# AIM OF THE EXERCISE
Only lines with the string "Target" should be returned from the data below.

---

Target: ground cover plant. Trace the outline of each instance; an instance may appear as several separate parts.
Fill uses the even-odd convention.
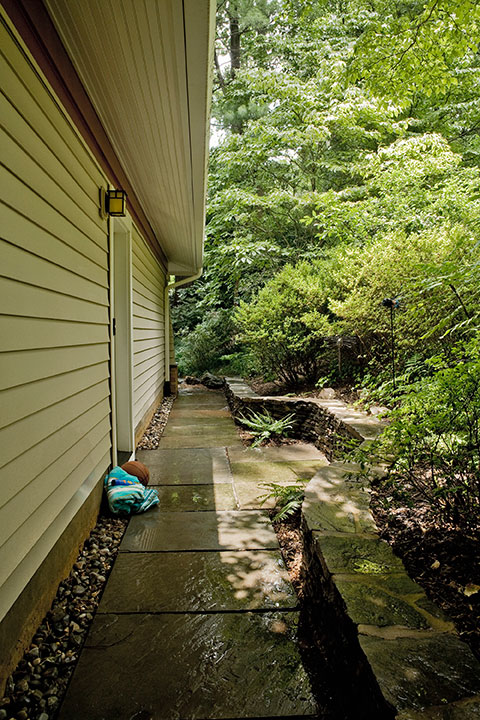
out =
[[[254,435],[252,447],[258,447],[270,439],[288,437],[288,431],[293,427],[294,417],[293,414],[290,414],[275,419],[269,412],[256,413],[251,410],[249,417],[240,414],[237,419]]]
[[[260,487],[268,492],[259,495],[261,504],[267,500],[275,500],[275,513],[272,515],[272,522],[281,522],[295,515],[302,507],[303,498],[305,497],[305,485],[308,480],[304,480],[294,485],[279,485],[278,483],[261,483]]]

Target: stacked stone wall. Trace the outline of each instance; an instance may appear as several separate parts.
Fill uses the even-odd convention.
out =
[[[328,460],[340,457],[346,448],[378,436],[382,423],[336,399],[317,400],[257,395],[245,383],[227,378],[225,394],[235,421],[249,411],[267,411],[276,420],[294,414],[290,437],[311,442]]]
[[[360,479],[358,466],[336,461],[346,440],[378,437],[382,421],[334,398],[261,397],[238,379],[225,389],[236,418],[294,413],[294,437],[331,461],[307,485],[302,506],[303,612],[319,657],[329,658],[323,672],[331,664],[345,684],[338,717],[479,720],[480,663],[380,539],[369,507],[373,474]]]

---

# ANSWER SPACE
Target: ground cover plant. Trace the outline of each instance; an instance may appear as several separate parts.
Target: stacked stone wall. Trace the outline of each instance; an instance may appear as several separate parts.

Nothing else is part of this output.